───── Records supplied

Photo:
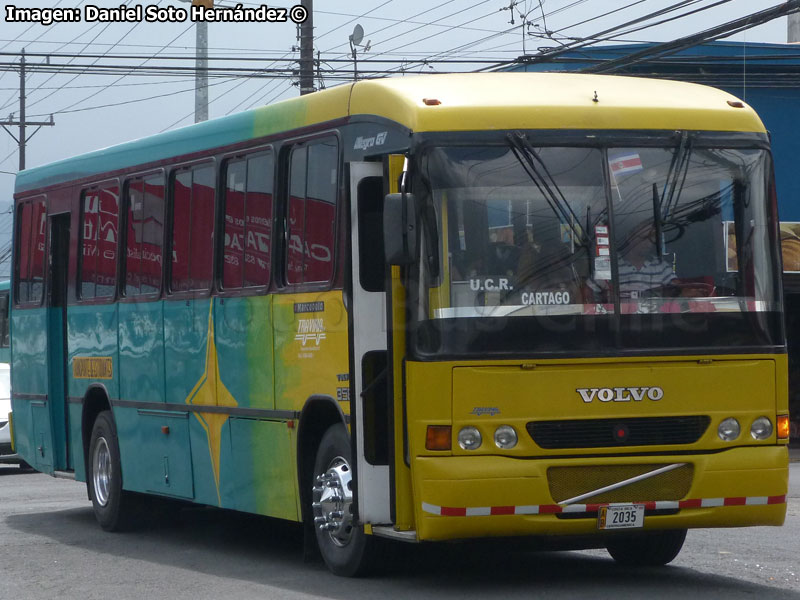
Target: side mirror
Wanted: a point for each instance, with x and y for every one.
(400, 229)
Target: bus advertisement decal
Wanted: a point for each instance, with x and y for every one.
(92, 367)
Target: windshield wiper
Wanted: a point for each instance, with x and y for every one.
(540, 175)
(676, 179)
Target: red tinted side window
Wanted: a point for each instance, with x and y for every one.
(192, 228)
(248, 222)
(24, 243)
(181, 219)
(31, 238)
(202, 236)
(233, 254)
(38, 235)
(258, 220)
(144, 230)
(99, 235)
(313, 183)
(296, 215)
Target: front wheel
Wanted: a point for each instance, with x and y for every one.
(113, 507)
(651, 549)
(342, 542)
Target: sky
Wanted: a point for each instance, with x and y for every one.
(94, 110)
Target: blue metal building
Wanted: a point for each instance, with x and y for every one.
(767, 77)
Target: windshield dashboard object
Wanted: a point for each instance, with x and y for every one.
(597, 248)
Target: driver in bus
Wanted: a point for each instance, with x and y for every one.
(642, 268)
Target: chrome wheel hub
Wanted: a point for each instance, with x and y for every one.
(101, 471)
(333, 501)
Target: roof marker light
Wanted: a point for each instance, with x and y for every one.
(783, 427)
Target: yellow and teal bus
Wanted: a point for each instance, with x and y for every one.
(421, 308)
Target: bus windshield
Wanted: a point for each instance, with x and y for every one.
(567, 234)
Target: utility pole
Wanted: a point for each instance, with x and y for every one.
(201, 64)
(10, 122)
(307, 49)
(794, 28)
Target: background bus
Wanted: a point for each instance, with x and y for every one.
(7, 453)
(207, 315)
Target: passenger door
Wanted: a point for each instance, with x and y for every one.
(369, 383)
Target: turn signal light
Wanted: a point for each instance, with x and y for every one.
(438, 437)
(783, 427)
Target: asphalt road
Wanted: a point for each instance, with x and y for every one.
(51, 547)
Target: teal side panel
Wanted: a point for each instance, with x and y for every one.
(92, 331)
(23, 429)
(29, 358)
(42, 437)
(56, 387)
(141, 351)
(243, 331)
(135, 454)
(168, 460)
(186, 325)
(264, 480)
(29, 378)
(204, 455)
(76, 440)
(191, 380)
(155, 460)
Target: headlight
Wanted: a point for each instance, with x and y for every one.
(761, 428)
(469, 438)
(505, 437)
(729, 430)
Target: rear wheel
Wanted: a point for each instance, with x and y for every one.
(342, 542)
(651, 549)
(113, 507)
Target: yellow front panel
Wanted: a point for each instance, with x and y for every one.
(490, 492)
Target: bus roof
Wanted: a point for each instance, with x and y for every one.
(467, 101)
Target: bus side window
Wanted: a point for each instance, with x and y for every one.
(192, 228)
(99, 232)
(311, 214)
(32, 223)
(144, 232)
(5, 342)
(248, 222)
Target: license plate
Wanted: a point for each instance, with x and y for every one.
(628, 516)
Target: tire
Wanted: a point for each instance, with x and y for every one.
(344, 546)
(113, 507)
(647, 549)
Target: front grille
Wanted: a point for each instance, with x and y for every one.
(610, 433)
(571, 482)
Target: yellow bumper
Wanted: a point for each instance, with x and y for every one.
(481, 496)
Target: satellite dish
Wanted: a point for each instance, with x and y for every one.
(357, 36)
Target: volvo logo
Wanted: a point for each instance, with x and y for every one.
(621, 394)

──────────

→ **Task to carry out**
Please reproduce every record exactly as written, excluding the pictures.

→ **Reply**
Photo:
Target: side mirror
Wanted: a point for each instance, with x and y for every one.
(400, 229)
Target: bus advertisement decal
Wanted: a point for each instance, with x and y for every one.
(92, 367)
Target: windshield wiper
Wanted: a point for each instance, with x and y for every one.
(540, 175)
(676, 179)
Target: red tinted side window
Wanted: a point for each instance, with x and y for every one.
(192, 228)
(248, 222)
(24, 243)
(181, 219)
(31, 238)
(202, 236)
(233, 254)
(38, 235)
(258, 220)
(144, 230)
(99, 235)
(313, 183)
(296, 215)
Target: front wheel
Wanted: a point for each instance, with x and y for every one.
(113, 507)
(651, 549)
(342, 542)
Target: sky
Wanted: a point for each instance, with x and y for every one.
(94, 110)
Target: blue metal building
Wanted: a point for each instance, with x and y for every one.
(767, 77)
Target: windshield dashboard object
Wanted: a point for each instance, with x and y for every one.
(597, 248)
Target: driver in bus
Wanted: a point for each instance, with x and y for every one.
(642, 268)
Target: chrome wheel hub
Wanted: a point for each instance, with x and y for every one.
(101, 471)
(333, 501)
Target: roof marker light
Wanted: a point for each instance, with x and y for every one.
(783, 427)
Target: yellow and teal bus
Wanted: a point for each instance, with x and y for every one.
(421, 308)
Target: bus windshield
Wanted: a point for each instance, with x and y for every one.
(567, 234)
Target: utility pole
Wanted: a point for each instance, with x and y for every one.
(201, 64)
(10, 122)
(307, 49)
(794, 28)
Target: background bus
Wanted: a point for each instance, with x and y for every one.
(7, 453)
(207, 315)
Target: passenger door
Wanted: a point for each instance, with x and y for every one.
(369, 383)
Target: turn signal light
Wanted: a point for each instance, with x and y for every one.
(438, 437)
(783, 427)
Target: asphalt road
Wanted: a point for each instance, with x and y for every one.
(51, 547)
Target: teal side panel
Wanted: a point for each instance, with x and y for every one.
(92, 331)
(23, 429)
(29, 358)
(42, 437)
(56, 387)
(141, 351)
(243, 331)
(135, 454)
(168, 460)
(186, 325)
(264, 480)
(29, 378)
(204, 455)
(76, 440)
(191, 380)
(155, 460)
Target: headlight
Wanted: a point for each instance, with x and y for every one.
(761, 428)
(469, 438)
(505, 437)
(729, 430)
Target: rear wheel
Wanted: a point for each instance, with x and y for every one.
(342, 542)
(651, 549)
(113, 507)
Target: yellow front panel
Wanted: a point for each instance, with x and y for every one.
(490, 492)
Target: bus roof
Wanted: a point for each instance, with x and y for every one.
(467, 101)
Target: bus side window
Wanted: a point for each instance, with x and y for every one.
(192, 228)
(99, 232)
(311, 214)
(32, 223)
(144, 232)
(5, 342)
(248, 222)
Target: license plate
Wanted: a point for each instance, with x and y for every one.
(628, 516)
Target: tire
Wanted: a point for each instance, with x and y for every one.
(344, 546)
(113, 507)
(647, 549)
Target: front grille
Wanted: a point for each instance, with x and y for every one.
(610, 433)
(571, 482)
Target: yellow bumper
Wanted: a point for each instance, with x and y for every one.
(481, 496)
Target: satellite dish
Wanted: a point for each instance, with x and y for every one.
(357, 36)
Target: volvo logo
Wanted: a point for each instance, with x and y for every one.
(621, 394)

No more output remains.